* **INSTRUÇÃO 1**: Extrai todas as linhas que contenham a palavra "dark", tendo em conta maiúsculas e minúsculas.
————————
Acórdãos STA

Acórdão do Supremo Tribunal Administrativo
Processo:0353/07
Data do Acordão:06/27/2007
Tribunal:2 SECÇÃO
Relator:JORGE LINO
Descritores:CONTRA-ORDENAÇÃO FISCAL.
REGIME GERAL DAS INFRACÇÕES TRIBUTÁRIAS
DESCRIÇÃO DOS FACTOS
Sumário:I – A decisão que aplica a coima deve conter a descrição sumária dos factos e a indicação das normas violadas e punitivas, nos termos do art. 79º, 1, b) do RGIT.
II – Se da descrição dos factos é possível ao arguido perceber claramente que não entregou uma prestação tributária que era devida, qual o seu valor, e qual o período a que respeita, deve entender-se que está preenchido aquele requisito legal.
Nº Convencional:JSTA00064413
Nº do Documento:SA2200706270353
Data de Entrada:04/19/2007
Recorrente:A...
Recorrido 1:FAZENDA PÚBLICA
Votação:MAIORIA COM 1 VOT VENC
Meio Processual:REC JURISDICIONAL.
Objecto:SENT TAF LOURES PER SALTUM.
Decisão:NEGA PROVIMENTO.
Área Temática 1:DIR PROC TRIBUT CONT - CONTRA ORDENAÇÃO.
Legislação Nacional:RGIT01 ART79 N1 B.
CIRC88 ART98 N1.
Jurisprudência Nacional:AC STA PROC1045/06 DE 2006/12/12.
————————
* **INSTRUÇÃO 2**: Reescreve tudo o que vai de "REGIME GERAL DAS" até "- CONTRA ORDENAÇÃO." no acórdão, substituindo "NEGA PROVIMENTO" por "CONCEDE PROVIMENTO".

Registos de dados
————————
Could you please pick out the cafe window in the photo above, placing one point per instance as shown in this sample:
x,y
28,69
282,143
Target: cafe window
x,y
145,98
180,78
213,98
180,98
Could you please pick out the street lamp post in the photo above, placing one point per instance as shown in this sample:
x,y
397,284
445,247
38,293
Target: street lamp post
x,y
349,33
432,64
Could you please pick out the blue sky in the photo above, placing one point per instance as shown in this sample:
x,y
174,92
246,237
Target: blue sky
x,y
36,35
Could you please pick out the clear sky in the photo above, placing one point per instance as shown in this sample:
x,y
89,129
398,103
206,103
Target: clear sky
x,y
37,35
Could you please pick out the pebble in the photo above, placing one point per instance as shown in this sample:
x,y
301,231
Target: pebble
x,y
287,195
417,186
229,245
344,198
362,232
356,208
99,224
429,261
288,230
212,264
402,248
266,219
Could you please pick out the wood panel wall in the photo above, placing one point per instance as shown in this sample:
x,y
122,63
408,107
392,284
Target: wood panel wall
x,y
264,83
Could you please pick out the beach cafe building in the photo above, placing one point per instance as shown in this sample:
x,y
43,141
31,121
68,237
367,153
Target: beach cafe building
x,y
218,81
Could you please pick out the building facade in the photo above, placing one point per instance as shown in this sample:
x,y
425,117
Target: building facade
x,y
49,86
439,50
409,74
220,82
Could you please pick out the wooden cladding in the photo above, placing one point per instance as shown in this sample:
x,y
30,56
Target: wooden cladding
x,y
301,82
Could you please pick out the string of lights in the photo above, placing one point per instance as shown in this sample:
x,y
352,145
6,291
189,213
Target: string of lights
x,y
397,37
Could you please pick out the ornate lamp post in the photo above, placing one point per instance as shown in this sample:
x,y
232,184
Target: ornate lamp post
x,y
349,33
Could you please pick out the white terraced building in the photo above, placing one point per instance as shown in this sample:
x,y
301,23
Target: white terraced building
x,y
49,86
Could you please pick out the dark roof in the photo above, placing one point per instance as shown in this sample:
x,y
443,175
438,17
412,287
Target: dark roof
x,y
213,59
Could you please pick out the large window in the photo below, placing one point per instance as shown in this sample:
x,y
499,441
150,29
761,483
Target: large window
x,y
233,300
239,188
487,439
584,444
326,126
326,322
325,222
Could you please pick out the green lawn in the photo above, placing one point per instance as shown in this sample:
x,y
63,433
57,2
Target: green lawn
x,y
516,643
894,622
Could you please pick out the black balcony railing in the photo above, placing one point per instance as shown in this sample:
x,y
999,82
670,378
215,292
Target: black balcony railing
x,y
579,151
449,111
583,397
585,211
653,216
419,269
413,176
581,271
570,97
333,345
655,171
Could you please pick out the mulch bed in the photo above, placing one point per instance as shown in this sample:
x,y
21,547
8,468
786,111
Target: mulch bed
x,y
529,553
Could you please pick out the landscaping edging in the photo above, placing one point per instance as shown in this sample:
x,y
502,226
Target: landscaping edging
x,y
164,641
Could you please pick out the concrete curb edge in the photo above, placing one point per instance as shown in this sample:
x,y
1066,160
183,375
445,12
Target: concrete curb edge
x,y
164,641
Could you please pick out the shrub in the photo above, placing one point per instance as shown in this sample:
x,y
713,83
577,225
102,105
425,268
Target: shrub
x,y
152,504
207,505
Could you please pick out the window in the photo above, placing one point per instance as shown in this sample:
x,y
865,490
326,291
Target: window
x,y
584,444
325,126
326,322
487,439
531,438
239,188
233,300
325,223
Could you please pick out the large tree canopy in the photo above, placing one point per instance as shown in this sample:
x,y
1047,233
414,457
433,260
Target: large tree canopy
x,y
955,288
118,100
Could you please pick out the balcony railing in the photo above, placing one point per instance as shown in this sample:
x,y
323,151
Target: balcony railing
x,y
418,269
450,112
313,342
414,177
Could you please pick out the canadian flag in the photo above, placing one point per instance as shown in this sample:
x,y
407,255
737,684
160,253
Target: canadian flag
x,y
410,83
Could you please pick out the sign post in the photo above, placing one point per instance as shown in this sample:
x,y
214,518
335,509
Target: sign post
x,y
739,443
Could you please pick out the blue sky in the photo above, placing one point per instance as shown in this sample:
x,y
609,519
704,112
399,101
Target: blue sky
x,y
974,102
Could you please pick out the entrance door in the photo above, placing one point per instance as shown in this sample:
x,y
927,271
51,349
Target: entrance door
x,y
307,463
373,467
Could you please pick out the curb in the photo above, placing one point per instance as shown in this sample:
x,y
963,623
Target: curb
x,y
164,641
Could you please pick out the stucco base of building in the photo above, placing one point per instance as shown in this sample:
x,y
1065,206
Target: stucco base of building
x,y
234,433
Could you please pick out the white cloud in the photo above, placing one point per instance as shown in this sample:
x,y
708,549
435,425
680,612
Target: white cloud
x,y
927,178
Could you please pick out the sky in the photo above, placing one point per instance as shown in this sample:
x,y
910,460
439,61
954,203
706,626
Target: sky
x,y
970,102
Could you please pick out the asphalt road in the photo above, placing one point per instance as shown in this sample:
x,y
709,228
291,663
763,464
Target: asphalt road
————————
* **RESPOSTA COMPLETA 1**:
Could you please pick out the dark roof in the photo above, placing one point per instance as shown in this sample:
Target: dark roof

* **RESPOSTA COMPLETA 2**:
REGIME GERAL DAS INFRACÇÕES TRIBUTÁRIAS
DESCRIÇÃO DOS FACTOS
Sumário:I – A decisão que aplica a coima deve conter a descrição sumária dos factos e a indicação das normas violadas e punitivas, nos termos do art. 79º, 1, b) do RGIT.
II – Se da descrição dos factos é possível ao arguido perceber claramente que não entregou uma prestação tributária que era devida, qual o seu valor, e qual o período a que respeita, deve entender-se que está preenchido aquele requisito legal.
Nº Convencional:JSTA00064413
Nº do Documento:SA2200706270353
Data de Entrada:04/19/2007
Recorrente:A...
Recorrido 1:FAZENDA PÚBLICA
Votação:MAIORIA COM 1 VOT VENC
Meio Processual:REC JURISDICIONAL.
Objecto:SENT TAF LOURES PER SALTUM.
Decisão:CONCEDE PROVIMENTO.
Área Temática 1:DIR PROC TRIBUT CONT - CONTRA ORDENAÇÃO.